• [Exercise task]: Output the stretch of the entries from the line containing "Each instance of the white house" through the end of the entries as a numbered list, skipping any blank lines.

>> begin Rows

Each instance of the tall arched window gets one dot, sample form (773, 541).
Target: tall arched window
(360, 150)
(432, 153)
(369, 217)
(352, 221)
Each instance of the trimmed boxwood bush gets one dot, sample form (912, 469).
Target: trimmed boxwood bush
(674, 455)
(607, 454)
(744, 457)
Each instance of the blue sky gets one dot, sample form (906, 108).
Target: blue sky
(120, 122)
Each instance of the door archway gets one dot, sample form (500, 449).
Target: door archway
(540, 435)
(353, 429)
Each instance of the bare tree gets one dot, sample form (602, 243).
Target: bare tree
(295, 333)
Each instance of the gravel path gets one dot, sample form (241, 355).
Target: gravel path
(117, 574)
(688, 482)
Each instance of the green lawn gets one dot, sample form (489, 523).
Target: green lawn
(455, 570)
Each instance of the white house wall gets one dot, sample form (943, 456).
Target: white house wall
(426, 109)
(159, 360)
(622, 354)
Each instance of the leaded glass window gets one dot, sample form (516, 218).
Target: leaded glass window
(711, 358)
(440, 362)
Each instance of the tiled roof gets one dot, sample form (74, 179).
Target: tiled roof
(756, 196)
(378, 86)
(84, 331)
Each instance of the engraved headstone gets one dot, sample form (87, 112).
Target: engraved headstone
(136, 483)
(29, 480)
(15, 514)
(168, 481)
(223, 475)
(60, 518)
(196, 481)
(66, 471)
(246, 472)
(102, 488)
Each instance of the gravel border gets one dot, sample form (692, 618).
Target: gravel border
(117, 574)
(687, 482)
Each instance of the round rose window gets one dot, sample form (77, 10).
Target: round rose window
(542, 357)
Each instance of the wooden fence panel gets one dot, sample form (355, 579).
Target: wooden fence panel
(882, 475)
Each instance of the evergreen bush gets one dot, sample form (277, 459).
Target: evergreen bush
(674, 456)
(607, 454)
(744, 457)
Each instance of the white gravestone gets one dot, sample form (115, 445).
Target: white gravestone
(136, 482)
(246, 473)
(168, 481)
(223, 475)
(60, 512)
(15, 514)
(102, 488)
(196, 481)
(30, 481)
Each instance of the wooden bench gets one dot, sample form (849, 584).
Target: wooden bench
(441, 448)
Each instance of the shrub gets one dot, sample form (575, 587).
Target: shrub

>> end Rows

• [Complete response]:
1. Each instance of the white house wall gets one dot, sample form (943, 456).
2. Target: white house wall
3. (426, 109)
4. (159, 360)
5. (622, 354)
6. Each instance of the leaded glass window gets one dot, sample form (516, 218).
7. Target: leaded glass window
8. (711, 358)
9. (440, 362)
10. Each instance of the tiled roof gets one dot, sample form (74, 179).
11. Target: tiled roof
12. (756, 196)
13. (378, 86)
14. (84, 331)
15. Each instance of the engraved headstone gets one dot, sample form (87, 112).
16. Target: engraved headstone
17. (136, 483)
18. (29, 480)
19. (15, 514)
20. (168, 481)
21. (223, 475)
22. (60, 518)
23. (196, 481)
24. (66, 471)
25. (246, 472)
26. (102, 488)
27. Each instance of the gravel border gets one dot, sample form (692, 618).
28. Target: gravel border
29. (117, 574)
30. (687, 482)
31. Each instance of the round rose window gets one dot, sample form (77, 10).
32. Target: round rose window
33. (542, 357)
34. Each instance of the wooden fence panel gets one dot, sample form (355, 579).
35. Target: wooden fence panel
36. (882, 475)
37. Each instance of the evergreen bush gets one dot, sample form (277, 459).
38. Target: evergreen bush
39. (674, 456)
40. (607, 454)
41. (744, 457)
42. Each instance of the white gravestone gets one dot, sample form (115, 445).
43. Target: white gravestone
44. (136, 482)
45. (246, 473)
46. (168, 481)
47. (223, 475)
48. (60, 512)
49. (15, 514)
50. (102, 488)
51. (196, 481)
52. (30, 481)
53. Each instance of the wooden bench gets one dot, sample form (849, 584).
54. Target: wooden bench
55. (441, 448)
56. Each instance of the shrub gets one dot, sample form (575, 587).
57. Target: shrub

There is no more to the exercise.